::: SELECTED PASSAGE

Wednesday, October 24, 2007

It's been a while, but here we are again...

Germanwings flight 8:05am from London Stansted to Cologne.

Of all the flights I’ve missed in my life – and I must admit that there have been a few – this was definitely the most inexcusable case.
When I got to the gate at about ten to eight, wondering why their hadn’t been a final boarding call, I saw the plane through the big glass panes, slowly pulling out backwards from its docking position towards the airfield. And that was it. End of story, missed the plane. There was no dramatic sprint to the gate, loaded with bags and dripping with sweat, squeezing past passengers loitering on escalators... only to miss the plane by a minute.
No. It was sadly undramatic in fact - there was point to run somewhere, to shout at someone or make any kind of scene and I wasn’t even terribly upset or angry. I had only myself to blame.

Why did I miss the flight?
I was taking my time first buying books in the airport bookstore and then at Starbucks: choosing a combination of something to eat and something to drink that would fit the amount of Sterling change I still had left, weighing down my wallet.

::::::
::: PROVIDED DATA

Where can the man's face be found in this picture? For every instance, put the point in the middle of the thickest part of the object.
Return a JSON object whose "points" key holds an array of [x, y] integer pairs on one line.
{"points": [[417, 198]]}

::::::

**TASK DIRECTIONS**
Reproduce the passage in the missed-flight post starting with "Of all the flights" and going on through "myself to blame.". The data is separate from the missed-flight post.

**WRITTEN ANSWER**
Of all the flights I’ve missed in my life – and I must admit that there have been a few – this was definitely the most inexcusable case.
When I got to the gate at about ten to eight, wondering why their hadn’t been a final boarding call, I saw the plane through the big glass panes, slowly pulling out backwards from its docking position towards the airfield. And that was it. End of story, missed the plane. There was no dramatic sprint to the gate, loaded with bags and dripping with sweat, squeezing past passengers loitering on escalators... only to miss the plane by a minute.
No. It was sadly undramatic in fact - there was point to run somewhere, to shout at someone or make any kind of scene and I wasn’t even terribly upset or angry. I had only myself to blame.